## Extrait du texte
Avec le recul, on peut dire qu’il a bien travaillé, ce qui lui a valu une belle récompense. Maintenant, c’est lui le big boss des rapaces. Il est devenu « directeur général de l’Organisation mondiale du Commerce ».
La crise économique et sociale actuelle est un bon révélateur de la nature carnassière et charognarde de l’UE. Au lieu de tendre la main aux pays membres ravagés par la crise, elle dévore leurs restes sans le moindre état d’âme. Mais pour pouvoir se repaître de la chair de ses peuples bien tranquillement, l’Union européenne a pris soin de leur couper la langue. Elle a bouffé la démocratie.

L’année où le libéralisme a voulu couler un bronze

Dans l’agenda de l’Union européenne, la décennie 2000 devait être celle de l’avènement de l’Europe politique. Pour nos esprits bercés par les envolées lyriques de Victor Hugo sur « Les Etats-Unis d’ Europe », il ne pouvait s’agir que de l’émergence d’une réelle démocratie européenne, un espace où quelque soit sa nationalité, chaque citoyen compterait vraiment pour un et pèserait réellement sur l’avenir de l’Union. Les membres de la Commission européenne et les gouvernements des états membres ne partageaient pas ce point de vue. Pour eux, l’édifice politique devait enfin verrouiller le cadre économique ultralibéral mis en place au fil de l’adoption des différents traités européens. Il s’agissait de rendre irréversible le mouvement des privatisations, de geler la limitation des déficits publics à 3% du PIB, de rendre indiscutable l’indépendance de la Banque centrale européenne. En somme, une conception politique plus proche du système autoritaire chinois que du cosmopolitisme kantien. Pour asseoir leur puissance, les capitalistes européens ne respectaient même plus les canons de la démocratie représentative. Elle était devenue trop contraignante à leurs yeux.

## Liste
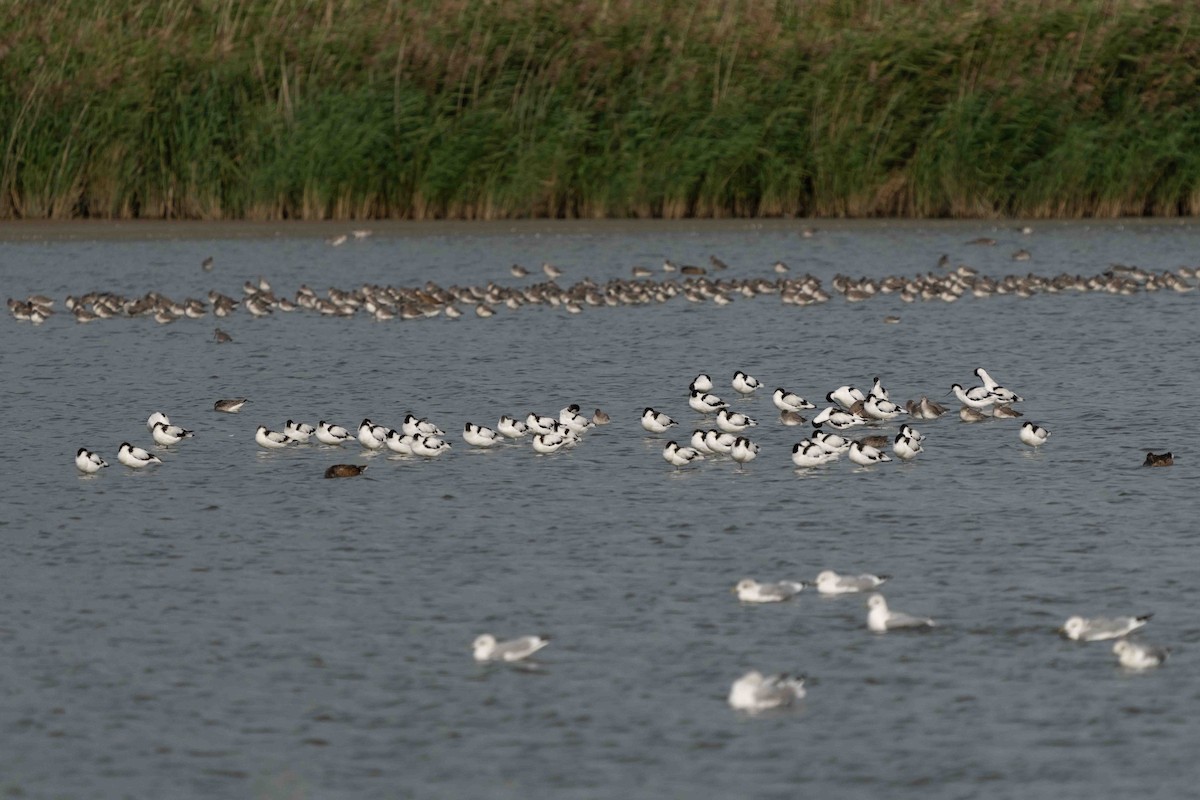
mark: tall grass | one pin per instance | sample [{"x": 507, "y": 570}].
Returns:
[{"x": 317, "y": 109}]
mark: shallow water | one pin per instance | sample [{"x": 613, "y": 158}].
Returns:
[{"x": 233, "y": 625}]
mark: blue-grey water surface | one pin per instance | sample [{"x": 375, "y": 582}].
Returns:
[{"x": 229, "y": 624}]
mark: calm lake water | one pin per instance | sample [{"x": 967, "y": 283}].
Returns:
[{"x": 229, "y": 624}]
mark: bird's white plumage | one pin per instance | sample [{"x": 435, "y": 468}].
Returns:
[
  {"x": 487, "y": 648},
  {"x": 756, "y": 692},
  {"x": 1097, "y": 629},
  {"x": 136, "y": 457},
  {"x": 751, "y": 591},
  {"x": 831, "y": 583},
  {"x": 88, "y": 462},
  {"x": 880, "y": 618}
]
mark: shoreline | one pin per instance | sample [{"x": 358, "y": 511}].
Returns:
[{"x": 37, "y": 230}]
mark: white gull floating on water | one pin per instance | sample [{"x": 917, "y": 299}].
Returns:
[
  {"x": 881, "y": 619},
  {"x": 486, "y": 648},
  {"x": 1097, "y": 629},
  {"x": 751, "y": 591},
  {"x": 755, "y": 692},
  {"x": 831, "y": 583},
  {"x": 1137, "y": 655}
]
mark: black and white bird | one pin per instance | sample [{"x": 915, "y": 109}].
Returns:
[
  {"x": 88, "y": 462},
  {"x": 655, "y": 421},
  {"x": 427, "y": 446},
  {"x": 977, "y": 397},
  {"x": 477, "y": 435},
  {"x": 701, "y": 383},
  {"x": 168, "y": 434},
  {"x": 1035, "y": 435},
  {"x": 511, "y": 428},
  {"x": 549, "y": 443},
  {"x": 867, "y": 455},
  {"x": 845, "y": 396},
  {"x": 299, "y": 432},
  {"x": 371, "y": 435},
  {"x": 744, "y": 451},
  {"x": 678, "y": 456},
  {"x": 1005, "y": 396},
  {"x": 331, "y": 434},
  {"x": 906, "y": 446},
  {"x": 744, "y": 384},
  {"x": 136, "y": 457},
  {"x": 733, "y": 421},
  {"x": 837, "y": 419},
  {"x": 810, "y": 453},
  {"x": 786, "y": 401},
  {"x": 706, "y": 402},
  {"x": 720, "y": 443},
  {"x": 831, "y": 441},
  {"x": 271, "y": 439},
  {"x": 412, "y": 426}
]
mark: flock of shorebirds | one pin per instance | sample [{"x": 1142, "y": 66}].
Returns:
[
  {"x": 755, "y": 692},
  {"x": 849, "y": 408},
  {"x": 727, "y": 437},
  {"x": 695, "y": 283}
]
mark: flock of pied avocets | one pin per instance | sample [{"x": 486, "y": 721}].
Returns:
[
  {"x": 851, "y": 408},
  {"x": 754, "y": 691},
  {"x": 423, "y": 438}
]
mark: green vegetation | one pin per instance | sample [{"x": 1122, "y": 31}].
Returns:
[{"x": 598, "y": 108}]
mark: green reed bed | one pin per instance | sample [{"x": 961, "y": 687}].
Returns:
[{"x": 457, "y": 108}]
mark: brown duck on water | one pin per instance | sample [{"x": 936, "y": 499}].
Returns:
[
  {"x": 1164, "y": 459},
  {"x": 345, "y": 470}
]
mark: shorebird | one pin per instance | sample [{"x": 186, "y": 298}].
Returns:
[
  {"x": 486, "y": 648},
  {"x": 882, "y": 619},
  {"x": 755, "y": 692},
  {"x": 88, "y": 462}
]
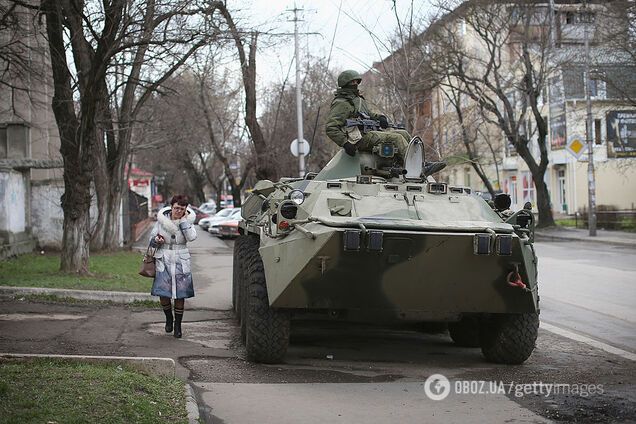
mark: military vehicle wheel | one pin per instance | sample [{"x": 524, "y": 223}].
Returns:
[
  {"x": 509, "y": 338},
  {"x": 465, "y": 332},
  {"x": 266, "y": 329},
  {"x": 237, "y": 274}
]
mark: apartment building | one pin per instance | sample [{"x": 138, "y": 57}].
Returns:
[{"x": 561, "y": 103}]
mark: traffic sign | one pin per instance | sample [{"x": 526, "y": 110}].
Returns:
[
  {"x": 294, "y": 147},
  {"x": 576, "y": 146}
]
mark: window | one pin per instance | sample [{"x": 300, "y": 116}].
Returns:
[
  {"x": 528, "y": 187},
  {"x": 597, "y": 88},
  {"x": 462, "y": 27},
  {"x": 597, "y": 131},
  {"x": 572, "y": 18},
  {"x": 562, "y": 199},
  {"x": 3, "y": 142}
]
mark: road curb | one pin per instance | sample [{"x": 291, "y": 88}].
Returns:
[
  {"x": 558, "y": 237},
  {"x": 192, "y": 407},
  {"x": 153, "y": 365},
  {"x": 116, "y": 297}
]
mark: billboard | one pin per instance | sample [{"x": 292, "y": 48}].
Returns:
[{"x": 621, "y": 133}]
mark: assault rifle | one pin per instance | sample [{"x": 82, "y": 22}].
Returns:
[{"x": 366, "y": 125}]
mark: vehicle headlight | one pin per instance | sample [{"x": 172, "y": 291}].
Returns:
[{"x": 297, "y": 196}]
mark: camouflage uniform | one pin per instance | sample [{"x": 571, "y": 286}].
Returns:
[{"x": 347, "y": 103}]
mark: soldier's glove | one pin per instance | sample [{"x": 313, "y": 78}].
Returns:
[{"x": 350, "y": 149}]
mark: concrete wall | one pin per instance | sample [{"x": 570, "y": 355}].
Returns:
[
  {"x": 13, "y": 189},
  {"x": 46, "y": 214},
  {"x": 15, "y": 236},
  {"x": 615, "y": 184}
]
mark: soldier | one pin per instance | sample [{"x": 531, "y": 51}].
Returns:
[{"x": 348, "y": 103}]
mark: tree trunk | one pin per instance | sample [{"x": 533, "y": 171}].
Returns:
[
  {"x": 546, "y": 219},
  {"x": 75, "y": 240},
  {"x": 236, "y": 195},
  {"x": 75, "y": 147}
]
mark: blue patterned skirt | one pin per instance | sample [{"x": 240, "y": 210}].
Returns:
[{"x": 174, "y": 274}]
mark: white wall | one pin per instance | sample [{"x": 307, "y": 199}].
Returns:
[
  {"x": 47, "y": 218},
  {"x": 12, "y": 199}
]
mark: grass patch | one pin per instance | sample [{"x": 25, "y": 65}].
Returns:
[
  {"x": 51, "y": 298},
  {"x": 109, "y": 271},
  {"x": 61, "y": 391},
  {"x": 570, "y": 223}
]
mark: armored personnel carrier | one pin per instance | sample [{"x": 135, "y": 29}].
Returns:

## Exercice
Expliquez en une à trois phrases pourquoi, d'après l'extrait sur l'Union européenne, les capitalistes européens ne respectaient même plus les canons de la démocratie représentative. Les lignes n'ont aucun rôle ici.

## Réponse
Ils agissaient ainsi pour asseoir leur puissance, car la démocratie représentative était devenue trop contraignante à leurs yeux.